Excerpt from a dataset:
- - -
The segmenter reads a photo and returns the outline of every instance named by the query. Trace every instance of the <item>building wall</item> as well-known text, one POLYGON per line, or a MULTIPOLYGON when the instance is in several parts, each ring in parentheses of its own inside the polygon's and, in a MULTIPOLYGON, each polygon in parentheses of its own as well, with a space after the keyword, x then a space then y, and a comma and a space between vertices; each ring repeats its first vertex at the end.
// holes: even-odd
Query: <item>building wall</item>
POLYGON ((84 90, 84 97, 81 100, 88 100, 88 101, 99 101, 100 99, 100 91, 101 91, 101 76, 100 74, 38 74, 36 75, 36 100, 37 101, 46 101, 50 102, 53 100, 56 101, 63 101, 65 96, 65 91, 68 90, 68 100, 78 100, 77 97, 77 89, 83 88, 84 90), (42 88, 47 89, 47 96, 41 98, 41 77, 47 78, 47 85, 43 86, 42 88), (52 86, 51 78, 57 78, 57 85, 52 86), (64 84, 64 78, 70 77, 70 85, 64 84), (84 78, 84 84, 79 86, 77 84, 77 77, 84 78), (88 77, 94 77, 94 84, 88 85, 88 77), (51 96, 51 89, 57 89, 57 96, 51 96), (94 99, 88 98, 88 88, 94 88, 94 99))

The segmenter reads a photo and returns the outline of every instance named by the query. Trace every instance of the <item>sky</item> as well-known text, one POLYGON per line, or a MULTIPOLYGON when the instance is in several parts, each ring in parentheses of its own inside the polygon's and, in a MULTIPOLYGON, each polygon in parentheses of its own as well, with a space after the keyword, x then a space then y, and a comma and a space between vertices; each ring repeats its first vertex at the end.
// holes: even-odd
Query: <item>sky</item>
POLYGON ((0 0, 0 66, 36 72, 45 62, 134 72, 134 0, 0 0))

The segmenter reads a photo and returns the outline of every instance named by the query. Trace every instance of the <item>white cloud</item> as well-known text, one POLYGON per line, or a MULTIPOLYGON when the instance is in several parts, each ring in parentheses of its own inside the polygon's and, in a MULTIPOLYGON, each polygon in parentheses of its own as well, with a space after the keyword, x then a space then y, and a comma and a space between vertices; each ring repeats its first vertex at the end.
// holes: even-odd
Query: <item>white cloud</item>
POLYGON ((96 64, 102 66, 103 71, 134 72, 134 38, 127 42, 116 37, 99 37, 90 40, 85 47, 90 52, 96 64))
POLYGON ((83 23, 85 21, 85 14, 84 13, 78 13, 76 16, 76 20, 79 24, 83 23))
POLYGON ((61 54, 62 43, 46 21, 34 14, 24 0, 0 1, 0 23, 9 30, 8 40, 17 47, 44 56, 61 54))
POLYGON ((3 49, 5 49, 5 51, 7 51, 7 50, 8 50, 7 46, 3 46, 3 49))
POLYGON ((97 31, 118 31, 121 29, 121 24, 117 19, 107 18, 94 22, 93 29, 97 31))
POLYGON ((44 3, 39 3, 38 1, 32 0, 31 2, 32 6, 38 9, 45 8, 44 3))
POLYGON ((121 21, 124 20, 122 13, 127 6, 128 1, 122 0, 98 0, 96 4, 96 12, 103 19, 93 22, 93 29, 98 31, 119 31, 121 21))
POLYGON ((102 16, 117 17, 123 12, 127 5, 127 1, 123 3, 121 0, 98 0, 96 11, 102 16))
- - -
Work required —
Rewrite the entries above as a JSON list of strings, with each line as its own string and blank lines omitted.

Result for this task —
[
  "The segmenter reads a photo and returns the outline of every instance named by the query. Trace every instance of the <item>building wall</item> as well-known text, one POLYGON per line, or a MULTIPOLYGON when the instance is in several parts, each ring in parentheses of its own inside the polygon's and, in a MULTIPOLYGON, each polygon in parentheses of its own as well, with a space after the keyword, x then a space then y, and a comma and a space between vertices; each ring repeats its first vertex at the end.",
  "// holes: even-odd",
  "Query: <item>building wall</item>",
  "POLYGON ((84 90, 84 97, 81 100, 88 100, 88 101, 99 101, 100 99, 100 91, 101 91, 101 76, 100 74, 38 74, 36 75, 36 100, 37 101, 46 101, 50 102, 53 100, 56 101, 63 101, 65 96, 65 91, 68 90, 68 100, 78 100, 77 97, 77 89, 83 88, 84 90), (42 88, 47 89, 47 96, 41 98, 41 77, 47 78, 47 85, 43 86, 42 88), (52 86, 51 78, 57 78, 57 85, 52 86), (64 84, 64 78, 70 77, 70 85, 64 84), (84 78, 84 84, 79 86, 77 84, 77 77, 84 78), (88 77, 94 77, 94 84, 88 85, 88 77), (51 96, 51 89, 57 89, 57 96, 51 96), (94 99, 88 98, 88 88, 94 88, 94 99))",
  "The segmenter reads a photo and returns the outline of every instance named by the query. Trace every instance of the <item>sky</item> as well-known text, one POLYGON per line, or a MULTIPOLYGON when the instance is in several parts, each ring in parentheses of its own inside the polygon's and, in a MULTIPOLYGON, each polygon in parentheses of its own as well, with a space after the keyword, x then a space then y, and a comma and a space between vertices; each ring repeats its first vertex at the end.",
  "// holes: even-odd",
  "Query: <item>sky</item>",
  "POLYGON ((0 0, 0 66, 36 72, 45 62, 134 72, 134 0, 0 0))",
  "The segmenter reads a photo and returns the outline of every instance named by the query. Trace every instance of the <item>white cloud</item> as well-known text, one POLYGON per line, or a MULTIPOLYGON when the instance is in several parts, each ring in parentheses of its own inside the polygon's and, in a MULTIPOLYGON, each polygon in parentheses of its own as well, with a space after the keyword, x then a space then y, and a comma and a space between vertices; each ring repeats its first vertex at the end.",
  "// holes: even-odd",
  "Query: <item>white cloud</item>",
  "POLYGON ((96 64, 102 66, 103 71, 134 72, 134 38, 127 42, 116 37, 99 37, 90 40, 85 47, 90 52, 96 64))",
  "POLYGON ((83 23, 85 21, 85 14, 84 13, 78 13, 76 16, 76 20, 79 24, 83 23))",
  "POLYGON ((61 54, 62 43, 46 21, 34 14, 24 0, 0 1, 0 23, 9 30, 8 40, 17 47, 44 56, 61 54))",
  "POLYGON ((3 49, 5 49, 5 51, 7 51, 7 50, 8 50, 7 46, 3 46, 3 49))",
  "POLYGON ((97 31, 118 31, 121 29, 121 24, 117 19, 107 18, 94 22, 93 29, 97 31))",
  "POLYGON ((44 3, 39 3, 38 1, 32 0, 31 2, 32 6, 38 9, 45 8, 44 3))",
  "POLYGON ((121 21, 124 20, 122 13, 127 6, 128 1, 122 0, 98 0, 96 4, 96 12, 103 19, 93 22, 93 29, 98 31, 119 31, 121 21))",
  "POLYGON ((102 16, 117 17, 123 12, 127 5, 127 1, 123 3, 121 0, 98 0, 96 11, 102 16))"
]